> _YOUR GOAL_
Identify every line in the rows below that contains the word "drawer", and copy each of those lines.

> _GIVEN RECORDS_
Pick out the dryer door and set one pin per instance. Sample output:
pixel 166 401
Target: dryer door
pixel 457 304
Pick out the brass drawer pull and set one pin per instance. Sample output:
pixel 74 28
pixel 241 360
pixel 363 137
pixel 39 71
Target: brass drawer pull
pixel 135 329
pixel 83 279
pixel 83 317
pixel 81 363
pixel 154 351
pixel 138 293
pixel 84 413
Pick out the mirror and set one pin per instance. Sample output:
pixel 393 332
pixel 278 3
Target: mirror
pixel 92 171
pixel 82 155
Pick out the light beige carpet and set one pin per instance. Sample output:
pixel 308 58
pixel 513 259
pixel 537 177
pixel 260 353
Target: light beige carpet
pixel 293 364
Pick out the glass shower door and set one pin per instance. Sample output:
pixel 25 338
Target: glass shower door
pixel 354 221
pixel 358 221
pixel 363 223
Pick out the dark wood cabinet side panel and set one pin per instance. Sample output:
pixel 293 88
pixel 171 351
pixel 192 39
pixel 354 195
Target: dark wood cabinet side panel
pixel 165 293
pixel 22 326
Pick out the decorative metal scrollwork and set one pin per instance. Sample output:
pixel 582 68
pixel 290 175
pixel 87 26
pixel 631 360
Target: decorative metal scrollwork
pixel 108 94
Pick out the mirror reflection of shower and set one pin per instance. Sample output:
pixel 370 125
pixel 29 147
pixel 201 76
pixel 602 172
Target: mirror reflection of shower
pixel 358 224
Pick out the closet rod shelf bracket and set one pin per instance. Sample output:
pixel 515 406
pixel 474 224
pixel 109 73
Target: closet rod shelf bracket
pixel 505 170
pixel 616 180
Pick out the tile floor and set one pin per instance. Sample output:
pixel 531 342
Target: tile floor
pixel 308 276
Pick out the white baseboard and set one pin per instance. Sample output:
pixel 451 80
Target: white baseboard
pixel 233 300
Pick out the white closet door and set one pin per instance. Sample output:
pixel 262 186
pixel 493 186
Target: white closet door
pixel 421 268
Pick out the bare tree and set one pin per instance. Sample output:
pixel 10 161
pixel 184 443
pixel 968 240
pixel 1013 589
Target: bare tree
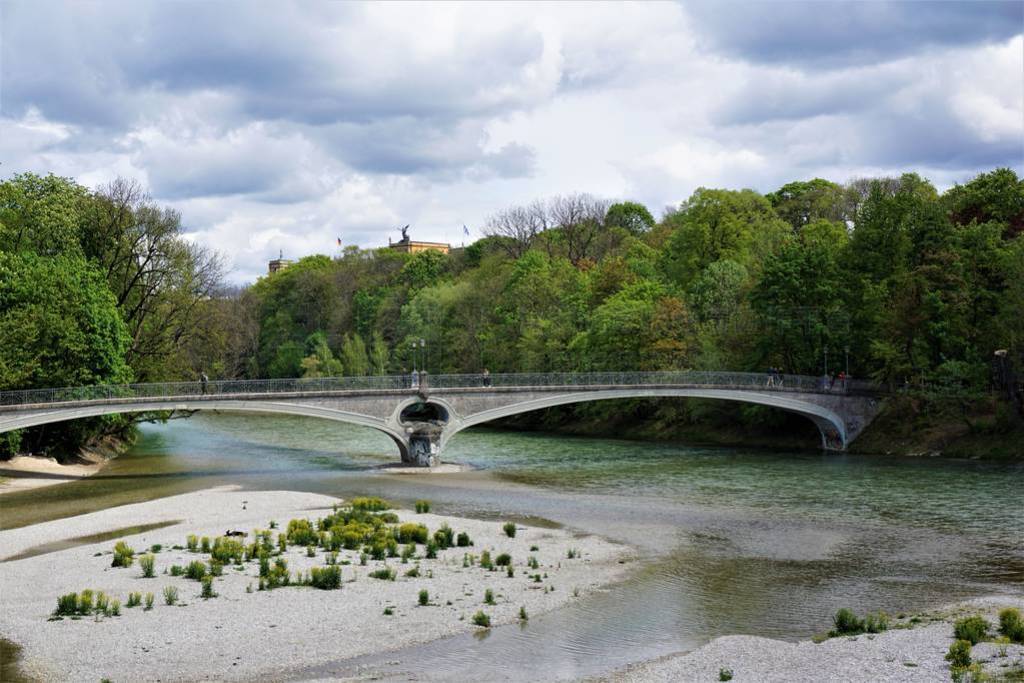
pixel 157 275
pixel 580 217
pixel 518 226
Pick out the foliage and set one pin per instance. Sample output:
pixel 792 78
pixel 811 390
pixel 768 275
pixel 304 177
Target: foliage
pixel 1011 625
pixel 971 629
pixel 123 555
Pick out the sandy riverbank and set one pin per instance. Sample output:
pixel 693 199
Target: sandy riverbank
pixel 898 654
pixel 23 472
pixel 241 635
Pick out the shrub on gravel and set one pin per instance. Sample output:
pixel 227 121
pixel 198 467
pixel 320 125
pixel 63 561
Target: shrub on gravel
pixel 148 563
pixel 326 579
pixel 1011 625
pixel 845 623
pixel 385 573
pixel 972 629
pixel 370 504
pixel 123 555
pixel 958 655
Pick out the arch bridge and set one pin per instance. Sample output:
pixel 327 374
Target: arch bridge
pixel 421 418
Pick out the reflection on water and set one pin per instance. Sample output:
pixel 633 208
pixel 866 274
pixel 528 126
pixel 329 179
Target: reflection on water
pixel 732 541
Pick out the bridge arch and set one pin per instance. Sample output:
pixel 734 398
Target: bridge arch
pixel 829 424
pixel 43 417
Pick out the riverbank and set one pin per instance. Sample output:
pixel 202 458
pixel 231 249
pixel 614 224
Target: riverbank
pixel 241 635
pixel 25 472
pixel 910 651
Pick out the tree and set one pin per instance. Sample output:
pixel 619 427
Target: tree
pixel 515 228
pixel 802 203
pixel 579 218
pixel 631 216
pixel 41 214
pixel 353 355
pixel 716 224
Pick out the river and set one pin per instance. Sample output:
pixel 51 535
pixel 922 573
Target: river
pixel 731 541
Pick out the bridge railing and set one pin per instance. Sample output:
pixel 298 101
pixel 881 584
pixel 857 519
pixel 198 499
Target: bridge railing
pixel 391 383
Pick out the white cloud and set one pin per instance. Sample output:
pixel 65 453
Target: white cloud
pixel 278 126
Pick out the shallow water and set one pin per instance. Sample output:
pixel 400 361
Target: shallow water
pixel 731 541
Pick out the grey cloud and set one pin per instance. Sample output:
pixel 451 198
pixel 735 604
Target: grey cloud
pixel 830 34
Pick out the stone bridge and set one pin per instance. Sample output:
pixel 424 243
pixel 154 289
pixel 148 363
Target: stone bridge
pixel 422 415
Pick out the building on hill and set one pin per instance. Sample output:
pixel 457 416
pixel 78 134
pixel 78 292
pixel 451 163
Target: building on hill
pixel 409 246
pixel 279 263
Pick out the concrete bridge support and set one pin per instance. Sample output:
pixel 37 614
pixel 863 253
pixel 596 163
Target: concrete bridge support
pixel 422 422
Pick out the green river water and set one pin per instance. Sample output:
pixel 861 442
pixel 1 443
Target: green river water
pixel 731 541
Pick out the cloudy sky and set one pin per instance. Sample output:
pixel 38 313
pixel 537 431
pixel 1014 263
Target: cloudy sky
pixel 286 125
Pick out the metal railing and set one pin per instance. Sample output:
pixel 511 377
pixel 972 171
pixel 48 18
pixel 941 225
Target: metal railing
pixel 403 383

--

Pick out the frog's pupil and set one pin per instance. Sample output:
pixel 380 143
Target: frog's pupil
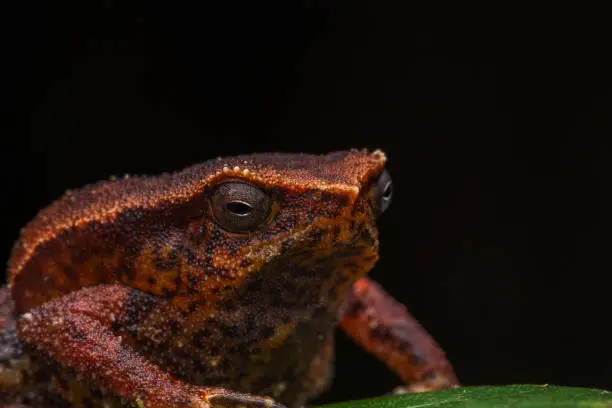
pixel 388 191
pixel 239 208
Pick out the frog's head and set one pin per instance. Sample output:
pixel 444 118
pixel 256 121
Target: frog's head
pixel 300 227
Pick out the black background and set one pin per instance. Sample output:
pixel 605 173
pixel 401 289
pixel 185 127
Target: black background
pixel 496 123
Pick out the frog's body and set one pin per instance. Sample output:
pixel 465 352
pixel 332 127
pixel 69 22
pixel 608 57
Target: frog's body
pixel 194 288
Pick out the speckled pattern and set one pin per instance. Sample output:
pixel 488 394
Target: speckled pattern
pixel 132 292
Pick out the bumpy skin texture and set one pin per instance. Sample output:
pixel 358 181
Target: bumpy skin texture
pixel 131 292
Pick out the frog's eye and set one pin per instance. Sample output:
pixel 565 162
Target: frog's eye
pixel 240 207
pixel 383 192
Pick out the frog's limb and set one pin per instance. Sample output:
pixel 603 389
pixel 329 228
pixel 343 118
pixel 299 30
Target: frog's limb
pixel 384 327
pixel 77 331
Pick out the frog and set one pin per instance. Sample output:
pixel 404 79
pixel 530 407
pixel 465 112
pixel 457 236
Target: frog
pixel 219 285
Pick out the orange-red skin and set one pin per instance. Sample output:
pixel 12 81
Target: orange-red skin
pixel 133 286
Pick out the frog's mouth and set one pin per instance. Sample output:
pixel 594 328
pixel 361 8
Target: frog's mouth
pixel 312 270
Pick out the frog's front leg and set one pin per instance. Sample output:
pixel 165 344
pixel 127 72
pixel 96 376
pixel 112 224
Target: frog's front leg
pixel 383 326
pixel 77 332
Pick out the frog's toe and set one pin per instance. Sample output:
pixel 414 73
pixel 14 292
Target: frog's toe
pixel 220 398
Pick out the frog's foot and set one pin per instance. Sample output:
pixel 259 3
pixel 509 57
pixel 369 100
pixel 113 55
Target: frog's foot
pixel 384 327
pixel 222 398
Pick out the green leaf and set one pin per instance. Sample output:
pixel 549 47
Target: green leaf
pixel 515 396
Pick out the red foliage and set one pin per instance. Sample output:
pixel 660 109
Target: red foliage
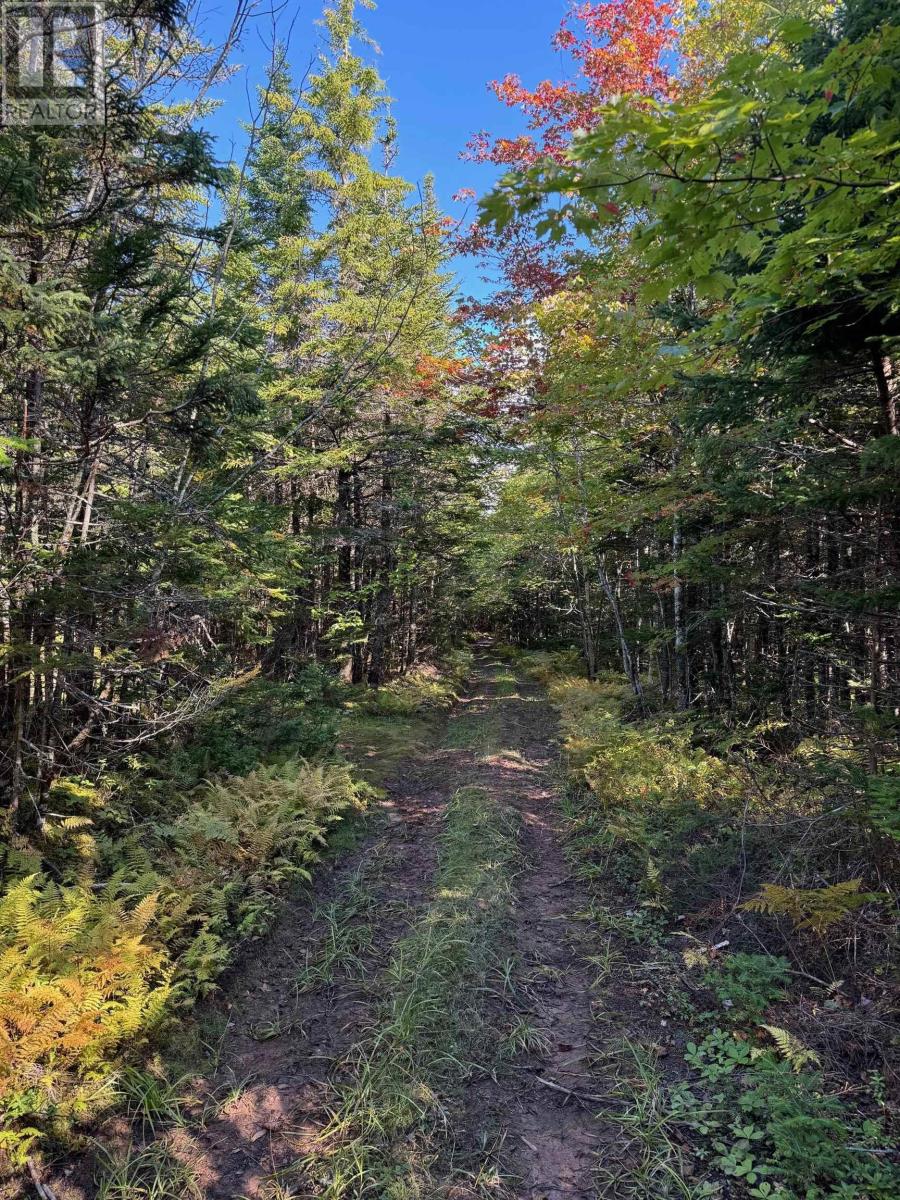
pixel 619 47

> _RESPONSE TO THIS TASK_
Pick out the brass drawer pull and set one pin per instance. Sample output:
Target: brass drawer pull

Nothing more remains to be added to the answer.